--- Excerpt to read ---

Granite industry in dire straits

High royalty, rising diesel price and hefty freight dash hopes of major players

The granite sector was in the doldrums in 2021, thanks to ‘unimaginative” mining policy of the State government, hefty hike in ocean freights, and galloping price of fuel at a time when the sector was limping back to normal after the COVID-induced economic crisis the previous year.

Smarting under the impact of the lockdown and partial curfew imposed to combat coronavirus, the granite barons were hoping to meet the pent-up global demand for both natural and artificial stone material at Chimakurthy and other places in Prakasam district, which is home to the world-famous black galaxy granite, at least during the year after arranging vaccination for about one lakh migrant workers, a majority of them who had returned to work from northern States.

“The hopes of exporters have been dashed mainly due to logistic bottleneck. The granite barons are in a quandary due to high royalty rate charged by the government and unprecedented increase in the price of diesel,” according to a group of granite barons in the Building Material Special Economic Zone at Gullapalli.

With sufficient orders on hand from overseas players, the gang-saw units operating from Gullapalli produced during the year over 600 containers worth natural and artificial stone material. However, they could not ship them in time to overseas destinations as oceanic freight rates remained very high, laments N. Sudhakar, managing director of Satya Exports. They were forced to buy add-on products like insurance as well.

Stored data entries
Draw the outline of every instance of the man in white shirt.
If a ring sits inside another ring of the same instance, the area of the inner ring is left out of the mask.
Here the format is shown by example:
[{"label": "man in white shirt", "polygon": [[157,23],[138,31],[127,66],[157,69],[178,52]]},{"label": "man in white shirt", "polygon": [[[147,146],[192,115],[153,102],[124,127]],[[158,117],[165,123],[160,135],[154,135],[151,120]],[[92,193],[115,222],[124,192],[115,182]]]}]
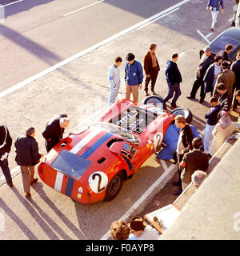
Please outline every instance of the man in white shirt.
[{"label": "man in white shirt", "polygon": [[122,64],[122,58],[116,57],[115,62],[113,64],[108,72],[108,79],[110,83],[110,95],[108,103],[111,106],[115,102],[116,97],[118,95],[120,88],[120,69],[119,66]]}]

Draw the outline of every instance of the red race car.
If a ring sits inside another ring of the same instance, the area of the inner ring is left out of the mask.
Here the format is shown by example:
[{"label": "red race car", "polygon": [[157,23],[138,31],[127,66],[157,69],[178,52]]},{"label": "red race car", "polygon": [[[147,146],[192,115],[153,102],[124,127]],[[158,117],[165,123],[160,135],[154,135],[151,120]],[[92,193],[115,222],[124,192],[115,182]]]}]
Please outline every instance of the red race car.
[{"label": "red race car", "polygon": [[97,122],[62,139],[39,165],[41,179],[83,204],[114,198],[123,180],[159,150],[174,114],[189,115],[163,110],[160,97],[144,103],[118,101]]}]

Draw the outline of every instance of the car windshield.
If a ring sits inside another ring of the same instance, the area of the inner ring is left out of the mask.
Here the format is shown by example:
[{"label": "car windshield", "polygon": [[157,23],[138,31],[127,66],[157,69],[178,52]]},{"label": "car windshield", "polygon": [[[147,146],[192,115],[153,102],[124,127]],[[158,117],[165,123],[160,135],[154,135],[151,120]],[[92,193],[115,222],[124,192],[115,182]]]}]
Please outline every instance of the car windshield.
[{"label": "car windshield", "polygon": [[97,122],[92,126],[108,130],[113,134],[118,134],[128,141],[133,142],[133,143],[134,143],[134,141],[138,140],[137,138],[127,130],[112,123],[102,122]]},{"label": "car windshield", "polygon": [[91,162],[67,150],[62,150],[50,164],[53,168],[78,179],[90,166]]},{"label": "car windshield", "polygon": [[238,46],[240,42],[225,36],[220,36],[212,43],[212,46],[223,50],[227,44],[231,44],[233,46],[233,50],[234,50]]}]

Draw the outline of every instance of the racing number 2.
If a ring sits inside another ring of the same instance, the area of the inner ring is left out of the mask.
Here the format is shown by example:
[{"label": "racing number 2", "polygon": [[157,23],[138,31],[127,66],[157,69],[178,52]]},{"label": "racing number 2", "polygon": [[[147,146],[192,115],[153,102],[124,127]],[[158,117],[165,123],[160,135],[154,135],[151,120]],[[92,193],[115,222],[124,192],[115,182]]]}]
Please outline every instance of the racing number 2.
[{"label": "racing number 2", "polygon": [[91,174],[88,182],[91,190],[94,193],[101,193],[106,188],[108,178],[104,172],[97,171]]}]

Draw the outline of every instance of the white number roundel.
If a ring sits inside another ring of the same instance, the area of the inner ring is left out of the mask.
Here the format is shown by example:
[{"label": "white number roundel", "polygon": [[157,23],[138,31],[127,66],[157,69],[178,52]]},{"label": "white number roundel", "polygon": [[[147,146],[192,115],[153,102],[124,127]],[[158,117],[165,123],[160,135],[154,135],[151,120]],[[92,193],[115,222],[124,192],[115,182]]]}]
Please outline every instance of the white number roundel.
[{"label": "white number roundel", "polygon": [[94,193],[101,193],[106,188],[108,178],[102,171],[96,171],[90,175],[88,182]]}]

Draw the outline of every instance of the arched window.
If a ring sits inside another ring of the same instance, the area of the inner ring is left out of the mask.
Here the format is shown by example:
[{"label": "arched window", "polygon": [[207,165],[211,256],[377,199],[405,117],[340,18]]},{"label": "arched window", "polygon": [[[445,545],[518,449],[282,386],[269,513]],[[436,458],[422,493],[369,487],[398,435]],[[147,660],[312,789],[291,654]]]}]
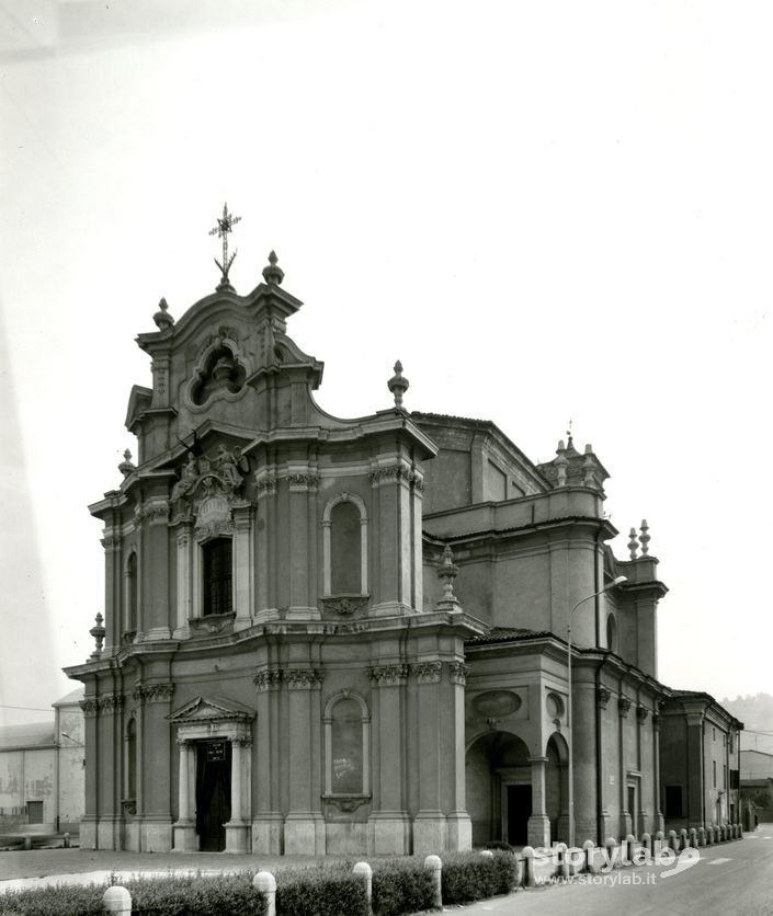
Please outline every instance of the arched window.
[{"label": "arched window", "polygon": [[139,582],[137,581],[137,554],[133,550],[126,561],[126,628],[125,632],[137,632],[137,608]]},{"label": "arched window", "polygon": [[370,793],[371,718],[362,697],[345,691],[333,697],[325,717],[326,794]]},{"label": "arched window", "polygon": [[606,648],[610,652],[617,651],[617,621],[614,614],[606,618]]},{"label": "arched window", "polygon": [[230,538],[215,538],[202,546],[203,617],[234,609],[232,565]]},{"label": "arched window", "polygon": [[129,719],[126,726],[126,798],[137,798],[137,722]]},{"label": "arched window", "polygon": [[365,503],[341,493],[322,516],[325,594],[367,594],[367,515]]}]

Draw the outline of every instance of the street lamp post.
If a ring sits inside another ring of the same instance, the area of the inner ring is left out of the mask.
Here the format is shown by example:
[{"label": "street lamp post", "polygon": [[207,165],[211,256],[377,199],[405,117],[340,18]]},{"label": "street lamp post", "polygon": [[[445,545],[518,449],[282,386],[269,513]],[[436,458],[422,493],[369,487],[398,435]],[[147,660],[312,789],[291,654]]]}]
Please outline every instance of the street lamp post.
[{"label": "street lamp post", "polygon": [[[580,600],[575,605],[575,607],[569,611],[569,620],[567,623],[567,680],[569,684],[569,690],[567,694],[567,732],[569,735],[569,760],[567,767],[567,776],[568,776],[568,801],[569,801],[569,848],[571,849],[575,846],[575,719],[571,709],[571,619],[580,605],[583,605],[586,602],[590,602],[593,598],[598,598],[599,595],[603,595],[604,592],[609,592],[610,588],[614,588],[616,585],[619,585],[622,582],[627,582],[628,579],[625,575],[618,575],[614,579],[609,585],[605,585],[603,588],[600,588],[598,592],[594,592],[592,595],[587,595],[584,598],[580,598]],[[596,762],[596,766],[598,766]]]}]

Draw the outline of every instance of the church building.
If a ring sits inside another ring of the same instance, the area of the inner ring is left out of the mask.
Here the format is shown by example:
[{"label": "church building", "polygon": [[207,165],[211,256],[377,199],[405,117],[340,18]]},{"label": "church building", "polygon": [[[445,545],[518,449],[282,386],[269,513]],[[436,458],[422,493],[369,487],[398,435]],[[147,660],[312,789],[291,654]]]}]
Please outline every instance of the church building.
[{"label": "church building", "polygon": [[331,416],[271,254],[140,333],[103,525],[81,846],[401,855],[663,827],[646,523],[489,421]]}]

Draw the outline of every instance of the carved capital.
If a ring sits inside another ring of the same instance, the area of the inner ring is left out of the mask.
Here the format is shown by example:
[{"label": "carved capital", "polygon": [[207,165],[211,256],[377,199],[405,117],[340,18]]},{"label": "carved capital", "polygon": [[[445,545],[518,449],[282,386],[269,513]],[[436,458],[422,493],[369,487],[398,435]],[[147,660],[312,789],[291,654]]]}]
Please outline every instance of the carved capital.
[{"label": "carved capital", "polygon": [[361,610],[368,603],[370,595],[337,595],[336,597],[320,598],[322,608],[331,614],[340,614],[349,617]]},{"label": "carved capital", "polygon": [[255,473],[255,493],[258,499],[263,496],[273,496],[276,493],[276,477],[275,474]]},{"label": "carved capital", "polygon": [[100,711],[100,703],[95,697],[89,697],[86,700],[80,700],[79,706],[83,710],[86,719],[93,719]]},{"label": "carved capital", "polygon": [[411,674],[416,675],[419,684],[440,684],[442,662],[417,662],[410,666]]},{"label": "carved capital", "polygon": [[126,698],[123,694],[105,694],[98,700],[100,711],[104,712],[106,715],[113,715],[116,712],[121,712],[124,708],[125,699]]},{"label": "carved capital", "polygon": [[275,668],[273,671],[259,671],[252,680],[259,694],[264,690],[277,690],[282,684],[282,672]]},{"label": "carved capital", "polygon": [[405,684],[408,678],[408,665],[372,665],[367,669],[367,676],[378,687]]},{"label": "carved capital", "polygon": [[469,667],[464,662],[446,662],[453,684],[466,684]]},{"label": "carved capital", "polygon": [[322,672],[317,668],[285,668],[282,679],[288,690],[310,690],[322,683]]},{"label": "carved capital", "polygon": [[132,696],[138,702],[163,703],[171,702],[173,692],[173,684],[138,684]]}]

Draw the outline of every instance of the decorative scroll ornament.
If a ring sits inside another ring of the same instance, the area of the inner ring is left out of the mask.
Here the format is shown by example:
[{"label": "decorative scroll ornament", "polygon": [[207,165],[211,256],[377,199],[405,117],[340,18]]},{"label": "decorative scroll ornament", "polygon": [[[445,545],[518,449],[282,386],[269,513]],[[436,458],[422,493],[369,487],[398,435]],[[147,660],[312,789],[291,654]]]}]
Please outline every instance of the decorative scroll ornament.
[{"label": "decorative scroll ornament", "polygon": [[79,706],[83,710],[83,715],[87,719],[93,719],[100,711],[99,700],[92,697],[89,697],[86,700],[80,700]]},{"label": "decorative scroll ornament", "polygon": [[440,684],[442,662],[417,662],[410,668],[419,684]]},{"label": "decorative scroll ornament", "polygon": [[288,690],[310,690],[322,683],[323,674],[317,668],[286,668],[282,679]]},{"label": "decorative scroll ornament", "polygon": [[408,678],[408,665],[373,665],[367,676],[379,687],[402,684]]},{"label": "decorative scroll ornament", "polygon": [[173,684],[138,684],[132,696],[138,702],[161,703],[171,702],[173,692]]},{"label": "decorative scroll ornament", "polygon": [[464,662],[447,662],[448,671],[451,672],[451,680],[453,684],[466,684],[469,667]]},{"label": "decorative scroll ornament", "polygon": [[105,712],[109,715],[112,715],[115,712],[120,712],[124,708],[125,701],[126,698],[123,694],[106,694],[104,697],[100,697],[98,700],[100,705],[100,711]]},{"label": "decorative scroll ornament", "polygon": [[282,684],[282,672],[276,668],[269,668],[268,671],[259,671],[252,678],[258,692],[264,690],[276,690]]},{"label": "decorative scroll ornament", "polygon": [[234,259],[237,255],[237,250],[234,249],[234,253],[229,256],[228,255],[228,236],[230,232],[234,231],[234,227],[237,222],[241,220],[240,216],[234,216],[232,214],[228,213],[228,204],[223,205],[223,216],[218,218],[217,226],[214,229],[209,230],[211,236],[217,236],[218,239],[223,239],[223,263],[220,263],[217,257],[215,257],[215,264],[220,268],[220,273],[223,274],[220,278],[220,283],[218,285],[218,290],[223,289],[234,289],[228,280],[228,271],[230,271],[231,264],[234,263]]}]

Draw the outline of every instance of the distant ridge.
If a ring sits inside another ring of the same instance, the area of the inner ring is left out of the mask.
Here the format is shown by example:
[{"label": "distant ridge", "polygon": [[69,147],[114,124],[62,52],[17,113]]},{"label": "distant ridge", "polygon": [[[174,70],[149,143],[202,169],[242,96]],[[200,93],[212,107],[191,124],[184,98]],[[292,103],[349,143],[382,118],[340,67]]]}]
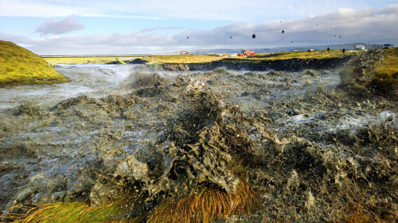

--- Set of tasks ---
1. Answer these questions using the article on the granite industry above.
(a) Which world-famous granite is Prakasam district home to?
(b) Where is the Building Material Special Economic Zone located?
(c) How many containers of stone material did the gang-saw units produce during the year?
2. Extend the article on the granite industry, starting after its final sentence.

--- Task-by-task results ---
1.
(a) Black galaxy granite.
(b) At Gullapalli.
(c) Over 600 containers worth of natural and artificial stone material.

2.
The container boxes were not freely available during the year. The number of vessels calling on Indian ports had come down as well following restrictions put in place in the wake of the pandemic in the European countries, explains Jyothi Granite Exports Chief Operating Officer M. Shivaram.

The shipping lines quoted up to five times the hitherto price of about 2,000 US Dollars. “We are hoping against hope for revision of the freight rates at least in the new year,” he says. It will be a herculean task to meet the export target of 20% over the exports worth ₹483 crore done by the units in the SEZ during the previous year in the present circumstances, they feel.

The year saw closure of a majority of the 1,500 cutter factories in the wake of hostile environment. Granite mining units, which have been paying royalty on cubic metre basis hitherto, were upset with introduction of new weighing system. The skyrocketing price of diesel during the year added to the woes. The year saw gang-saw units in SEZ pleading with the Centre to allow them to sell their products in the domestic market as well.